Collect each line of the data below that contains the word "road". Case counts.

(Records from a collection)
%%

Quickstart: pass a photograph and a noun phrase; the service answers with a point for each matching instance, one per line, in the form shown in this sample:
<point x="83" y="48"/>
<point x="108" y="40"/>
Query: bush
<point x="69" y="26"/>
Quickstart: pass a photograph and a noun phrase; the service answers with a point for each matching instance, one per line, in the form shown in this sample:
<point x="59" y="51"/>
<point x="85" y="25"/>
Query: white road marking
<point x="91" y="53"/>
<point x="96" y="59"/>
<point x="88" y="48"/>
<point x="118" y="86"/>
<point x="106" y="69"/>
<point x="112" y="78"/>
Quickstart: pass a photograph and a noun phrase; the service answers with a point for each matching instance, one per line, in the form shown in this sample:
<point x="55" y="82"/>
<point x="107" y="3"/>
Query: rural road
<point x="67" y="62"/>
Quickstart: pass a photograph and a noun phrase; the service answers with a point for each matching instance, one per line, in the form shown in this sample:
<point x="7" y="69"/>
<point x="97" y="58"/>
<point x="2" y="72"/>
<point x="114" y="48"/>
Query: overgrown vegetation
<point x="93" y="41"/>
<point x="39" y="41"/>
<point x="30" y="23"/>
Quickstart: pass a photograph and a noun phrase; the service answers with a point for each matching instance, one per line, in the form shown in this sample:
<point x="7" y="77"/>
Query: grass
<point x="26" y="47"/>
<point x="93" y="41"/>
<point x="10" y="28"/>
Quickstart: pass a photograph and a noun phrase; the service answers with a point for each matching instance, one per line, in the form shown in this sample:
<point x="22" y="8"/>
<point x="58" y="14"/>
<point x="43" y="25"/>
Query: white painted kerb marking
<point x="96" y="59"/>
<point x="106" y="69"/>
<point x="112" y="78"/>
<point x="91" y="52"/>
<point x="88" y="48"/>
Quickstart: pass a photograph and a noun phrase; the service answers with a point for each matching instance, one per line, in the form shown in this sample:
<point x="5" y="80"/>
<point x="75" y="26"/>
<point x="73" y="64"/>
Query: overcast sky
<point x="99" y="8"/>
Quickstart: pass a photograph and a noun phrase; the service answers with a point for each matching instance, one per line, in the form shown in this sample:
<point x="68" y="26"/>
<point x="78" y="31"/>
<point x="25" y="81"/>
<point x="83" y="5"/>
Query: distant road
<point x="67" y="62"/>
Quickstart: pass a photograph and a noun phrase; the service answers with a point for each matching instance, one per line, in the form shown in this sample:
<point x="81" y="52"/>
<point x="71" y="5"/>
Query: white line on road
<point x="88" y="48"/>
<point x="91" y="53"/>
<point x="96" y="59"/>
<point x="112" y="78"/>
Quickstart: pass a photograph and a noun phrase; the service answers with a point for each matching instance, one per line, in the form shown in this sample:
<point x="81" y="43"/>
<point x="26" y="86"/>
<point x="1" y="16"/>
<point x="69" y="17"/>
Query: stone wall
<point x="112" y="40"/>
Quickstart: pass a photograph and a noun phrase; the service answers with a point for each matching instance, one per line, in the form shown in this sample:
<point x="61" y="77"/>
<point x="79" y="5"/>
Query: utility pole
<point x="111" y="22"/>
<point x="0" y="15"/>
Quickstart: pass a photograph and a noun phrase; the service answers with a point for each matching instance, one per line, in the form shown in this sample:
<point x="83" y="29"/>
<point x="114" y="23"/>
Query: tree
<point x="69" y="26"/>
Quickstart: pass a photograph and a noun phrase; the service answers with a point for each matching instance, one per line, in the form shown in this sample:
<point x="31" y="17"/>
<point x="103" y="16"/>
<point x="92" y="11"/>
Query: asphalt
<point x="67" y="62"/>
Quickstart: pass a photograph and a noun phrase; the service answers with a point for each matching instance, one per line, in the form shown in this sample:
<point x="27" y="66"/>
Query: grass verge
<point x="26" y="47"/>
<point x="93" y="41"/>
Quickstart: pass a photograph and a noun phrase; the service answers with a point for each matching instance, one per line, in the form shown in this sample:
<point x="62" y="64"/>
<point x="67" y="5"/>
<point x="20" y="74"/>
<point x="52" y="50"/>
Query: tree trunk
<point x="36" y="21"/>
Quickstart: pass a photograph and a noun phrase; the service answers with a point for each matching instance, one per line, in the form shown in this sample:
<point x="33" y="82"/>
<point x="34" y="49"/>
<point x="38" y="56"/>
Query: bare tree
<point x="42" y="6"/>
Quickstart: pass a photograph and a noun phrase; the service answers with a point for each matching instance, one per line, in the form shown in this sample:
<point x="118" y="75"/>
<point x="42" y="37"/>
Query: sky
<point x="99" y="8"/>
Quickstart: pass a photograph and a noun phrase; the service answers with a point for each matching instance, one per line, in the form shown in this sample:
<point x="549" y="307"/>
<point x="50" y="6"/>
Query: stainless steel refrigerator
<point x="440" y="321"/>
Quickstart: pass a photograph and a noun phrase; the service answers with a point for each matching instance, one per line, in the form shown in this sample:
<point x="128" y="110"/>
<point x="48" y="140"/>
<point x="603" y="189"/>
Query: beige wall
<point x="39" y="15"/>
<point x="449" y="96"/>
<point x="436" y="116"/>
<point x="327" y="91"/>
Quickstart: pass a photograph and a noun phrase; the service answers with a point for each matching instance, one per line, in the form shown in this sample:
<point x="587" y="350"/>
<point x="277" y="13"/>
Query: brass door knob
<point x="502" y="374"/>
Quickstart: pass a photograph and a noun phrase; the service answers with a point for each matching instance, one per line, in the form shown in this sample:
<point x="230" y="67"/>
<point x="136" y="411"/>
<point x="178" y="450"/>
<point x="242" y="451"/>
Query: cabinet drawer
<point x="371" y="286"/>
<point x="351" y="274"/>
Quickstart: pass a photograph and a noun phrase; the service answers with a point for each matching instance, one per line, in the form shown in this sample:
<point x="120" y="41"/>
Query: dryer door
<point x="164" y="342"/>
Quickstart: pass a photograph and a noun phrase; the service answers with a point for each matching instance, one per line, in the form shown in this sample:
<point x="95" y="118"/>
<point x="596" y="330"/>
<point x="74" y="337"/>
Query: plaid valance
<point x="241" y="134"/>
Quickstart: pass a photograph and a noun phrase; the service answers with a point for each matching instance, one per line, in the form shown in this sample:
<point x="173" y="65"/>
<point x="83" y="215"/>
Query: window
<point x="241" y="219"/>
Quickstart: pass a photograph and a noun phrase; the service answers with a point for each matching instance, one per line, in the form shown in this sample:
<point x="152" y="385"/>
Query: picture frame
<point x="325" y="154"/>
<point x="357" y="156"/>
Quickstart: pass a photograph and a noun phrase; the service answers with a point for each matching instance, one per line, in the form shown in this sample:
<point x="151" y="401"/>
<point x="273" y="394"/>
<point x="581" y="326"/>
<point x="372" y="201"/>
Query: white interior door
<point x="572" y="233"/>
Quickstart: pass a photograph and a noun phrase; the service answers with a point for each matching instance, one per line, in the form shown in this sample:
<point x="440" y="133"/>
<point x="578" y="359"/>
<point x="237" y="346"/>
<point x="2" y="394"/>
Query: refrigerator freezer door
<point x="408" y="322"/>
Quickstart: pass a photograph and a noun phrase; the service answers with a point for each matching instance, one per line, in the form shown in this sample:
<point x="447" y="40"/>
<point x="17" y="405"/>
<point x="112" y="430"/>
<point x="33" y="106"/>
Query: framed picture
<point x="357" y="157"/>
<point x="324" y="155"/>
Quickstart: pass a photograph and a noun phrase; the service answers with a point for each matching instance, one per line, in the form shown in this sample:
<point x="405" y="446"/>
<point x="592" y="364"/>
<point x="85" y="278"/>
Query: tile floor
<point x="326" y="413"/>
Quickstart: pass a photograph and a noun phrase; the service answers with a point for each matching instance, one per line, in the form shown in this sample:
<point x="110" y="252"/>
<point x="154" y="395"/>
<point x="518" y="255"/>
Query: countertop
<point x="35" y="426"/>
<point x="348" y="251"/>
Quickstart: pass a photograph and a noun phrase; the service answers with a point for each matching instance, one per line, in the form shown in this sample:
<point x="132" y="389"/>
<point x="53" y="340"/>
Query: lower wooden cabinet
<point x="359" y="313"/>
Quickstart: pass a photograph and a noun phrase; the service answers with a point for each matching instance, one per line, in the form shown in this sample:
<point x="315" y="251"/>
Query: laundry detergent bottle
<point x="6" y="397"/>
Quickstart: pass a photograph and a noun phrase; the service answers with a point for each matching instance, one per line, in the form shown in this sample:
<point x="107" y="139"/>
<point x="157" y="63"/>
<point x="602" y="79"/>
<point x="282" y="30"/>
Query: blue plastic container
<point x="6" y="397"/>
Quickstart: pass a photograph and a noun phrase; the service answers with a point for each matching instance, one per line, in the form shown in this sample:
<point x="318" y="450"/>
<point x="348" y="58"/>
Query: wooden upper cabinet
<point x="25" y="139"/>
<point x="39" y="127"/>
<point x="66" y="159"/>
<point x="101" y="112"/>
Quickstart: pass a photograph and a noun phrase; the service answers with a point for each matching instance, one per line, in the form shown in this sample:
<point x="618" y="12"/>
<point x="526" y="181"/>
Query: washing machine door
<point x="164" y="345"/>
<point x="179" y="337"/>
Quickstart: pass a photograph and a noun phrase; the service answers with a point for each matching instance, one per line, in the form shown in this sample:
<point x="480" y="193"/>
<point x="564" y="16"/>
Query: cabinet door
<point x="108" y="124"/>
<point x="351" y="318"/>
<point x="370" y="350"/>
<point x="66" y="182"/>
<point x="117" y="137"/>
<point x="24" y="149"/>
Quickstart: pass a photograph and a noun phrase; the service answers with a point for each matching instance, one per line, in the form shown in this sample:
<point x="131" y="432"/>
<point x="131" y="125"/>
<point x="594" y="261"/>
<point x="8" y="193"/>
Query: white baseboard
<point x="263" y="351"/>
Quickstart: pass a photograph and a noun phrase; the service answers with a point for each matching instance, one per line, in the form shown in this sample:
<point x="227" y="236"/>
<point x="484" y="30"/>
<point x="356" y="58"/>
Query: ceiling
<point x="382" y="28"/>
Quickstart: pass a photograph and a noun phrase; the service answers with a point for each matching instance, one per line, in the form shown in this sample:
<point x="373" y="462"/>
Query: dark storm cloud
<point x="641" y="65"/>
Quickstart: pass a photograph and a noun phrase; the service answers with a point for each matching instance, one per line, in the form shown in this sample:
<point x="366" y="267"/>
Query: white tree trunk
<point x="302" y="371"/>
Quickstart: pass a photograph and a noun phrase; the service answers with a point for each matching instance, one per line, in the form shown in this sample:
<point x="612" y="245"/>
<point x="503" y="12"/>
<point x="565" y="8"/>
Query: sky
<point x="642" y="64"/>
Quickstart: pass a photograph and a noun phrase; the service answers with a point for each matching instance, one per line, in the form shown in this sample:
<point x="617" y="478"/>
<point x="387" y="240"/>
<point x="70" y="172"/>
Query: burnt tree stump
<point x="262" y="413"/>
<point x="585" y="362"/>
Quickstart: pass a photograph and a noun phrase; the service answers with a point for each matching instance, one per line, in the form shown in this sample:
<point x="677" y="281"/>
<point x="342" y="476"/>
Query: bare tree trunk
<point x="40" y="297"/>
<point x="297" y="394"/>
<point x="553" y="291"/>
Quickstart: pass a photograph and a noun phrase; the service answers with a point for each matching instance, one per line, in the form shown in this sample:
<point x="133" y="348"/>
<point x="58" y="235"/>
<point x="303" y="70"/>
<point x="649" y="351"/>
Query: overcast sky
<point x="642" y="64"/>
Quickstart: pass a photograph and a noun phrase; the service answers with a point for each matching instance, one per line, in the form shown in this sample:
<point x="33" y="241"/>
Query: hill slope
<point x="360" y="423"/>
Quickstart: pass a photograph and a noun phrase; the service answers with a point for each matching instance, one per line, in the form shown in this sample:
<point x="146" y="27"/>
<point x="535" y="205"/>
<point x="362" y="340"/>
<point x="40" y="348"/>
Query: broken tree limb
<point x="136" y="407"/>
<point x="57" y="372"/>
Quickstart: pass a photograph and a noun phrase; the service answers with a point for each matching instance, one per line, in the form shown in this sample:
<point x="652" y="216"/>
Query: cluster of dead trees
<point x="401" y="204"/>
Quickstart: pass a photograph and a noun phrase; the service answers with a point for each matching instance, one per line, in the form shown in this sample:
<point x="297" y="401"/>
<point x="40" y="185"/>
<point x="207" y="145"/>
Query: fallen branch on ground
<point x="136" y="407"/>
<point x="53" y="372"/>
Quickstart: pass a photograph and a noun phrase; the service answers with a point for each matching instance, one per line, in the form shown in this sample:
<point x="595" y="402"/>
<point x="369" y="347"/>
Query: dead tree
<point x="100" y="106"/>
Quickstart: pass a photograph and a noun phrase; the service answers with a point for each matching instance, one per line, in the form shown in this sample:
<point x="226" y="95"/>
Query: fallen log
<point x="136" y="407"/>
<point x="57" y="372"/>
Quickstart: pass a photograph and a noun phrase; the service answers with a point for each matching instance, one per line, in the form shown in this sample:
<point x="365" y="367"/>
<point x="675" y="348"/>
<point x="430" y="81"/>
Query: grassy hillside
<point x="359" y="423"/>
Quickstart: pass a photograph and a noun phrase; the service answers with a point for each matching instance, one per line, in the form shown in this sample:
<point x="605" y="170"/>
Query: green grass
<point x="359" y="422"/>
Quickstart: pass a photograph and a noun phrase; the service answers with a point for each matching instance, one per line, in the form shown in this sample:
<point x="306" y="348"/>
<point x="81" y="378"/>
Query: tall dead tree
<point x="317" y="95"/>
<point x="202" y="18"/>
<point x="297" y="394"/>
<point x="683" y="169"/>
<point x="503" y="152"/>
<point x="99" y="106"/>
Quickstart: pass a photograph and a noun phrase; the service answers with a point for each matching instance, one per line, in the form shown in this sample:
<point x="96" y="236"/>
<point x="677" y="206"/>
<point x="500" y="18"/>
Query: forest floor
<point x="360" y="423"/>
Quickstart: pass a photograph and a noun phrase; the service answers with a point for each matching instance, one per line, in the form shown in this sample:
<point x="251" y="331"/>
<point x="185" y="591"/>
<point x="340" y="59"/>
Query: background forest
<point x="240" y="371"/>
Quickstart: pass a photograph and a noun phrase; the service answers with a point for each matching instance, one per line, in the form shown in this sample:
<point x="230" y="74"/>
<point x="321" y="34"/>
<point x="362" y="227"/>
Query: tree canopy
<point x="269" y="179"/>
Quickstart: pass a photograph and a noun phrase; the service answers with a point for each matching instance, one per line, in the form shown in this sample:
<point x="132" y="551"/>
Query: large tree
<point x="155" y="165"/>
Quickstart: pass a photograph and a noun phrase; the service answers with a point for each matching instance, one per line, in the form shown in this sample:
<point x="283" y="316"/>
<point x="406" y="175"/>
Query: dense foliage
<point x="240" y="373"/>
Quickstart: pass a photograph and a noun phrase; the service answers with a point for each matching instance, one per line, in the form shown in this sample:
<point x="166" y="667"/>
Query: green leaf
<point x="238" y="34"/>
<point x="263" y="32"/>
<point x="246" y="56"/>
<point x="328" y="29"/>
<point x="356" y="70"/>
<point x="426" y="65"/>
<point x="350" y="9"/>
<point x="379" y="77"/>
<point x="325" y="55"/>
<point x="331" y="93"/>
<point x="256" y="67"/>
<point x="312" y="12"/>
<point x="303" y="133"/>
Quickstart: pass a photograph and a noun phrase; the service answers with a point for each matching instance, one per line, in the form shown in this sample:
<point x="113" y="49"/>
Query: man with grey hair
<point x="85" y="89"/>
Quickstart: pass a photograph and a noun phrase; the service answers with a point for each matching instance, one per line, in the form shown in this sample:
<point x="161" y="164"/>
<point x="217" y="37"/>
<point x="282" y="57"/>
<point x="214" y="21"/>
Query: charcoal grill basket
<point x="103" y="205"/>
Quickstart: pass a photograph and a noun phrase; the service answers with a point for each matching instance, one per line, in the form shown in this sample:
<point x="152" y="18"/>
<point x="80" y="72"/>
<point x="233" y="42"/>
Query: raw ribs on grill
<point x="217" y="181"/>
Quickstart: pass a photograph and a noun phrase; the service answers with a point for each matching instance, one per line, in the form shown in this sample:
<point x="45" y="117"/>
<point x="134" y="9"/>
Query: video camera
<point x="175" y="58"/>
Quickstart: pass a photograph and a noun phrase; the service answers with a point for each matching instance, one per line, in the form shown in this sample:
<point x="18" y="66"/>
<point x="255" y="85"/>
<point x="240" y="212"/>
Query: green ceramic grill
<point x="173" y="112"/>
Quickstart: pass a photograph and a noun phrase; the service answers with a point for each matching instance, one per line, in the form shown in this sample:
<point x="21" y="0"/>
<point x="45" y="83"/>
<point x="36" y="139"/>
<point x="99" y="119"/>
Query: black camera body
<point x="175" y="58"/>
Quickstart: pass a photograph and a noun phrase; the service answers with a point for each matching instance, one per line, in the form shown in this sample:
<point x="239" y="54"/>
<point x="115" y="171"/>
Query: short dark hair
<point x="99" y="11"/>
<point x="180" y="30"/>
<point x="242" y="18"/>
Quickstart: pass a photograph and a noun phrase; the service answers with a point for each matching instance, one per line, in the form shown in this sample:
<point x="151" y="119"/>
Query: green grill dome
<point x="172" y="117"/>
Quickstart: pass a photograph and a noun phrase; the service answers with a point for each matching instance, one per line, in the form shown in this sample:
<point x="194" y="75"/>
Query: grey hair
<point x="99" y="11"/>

%%

### EXERCISE SOLUTION
Query: white road marking
Query: rural road
Query: distant road
Query: white line on road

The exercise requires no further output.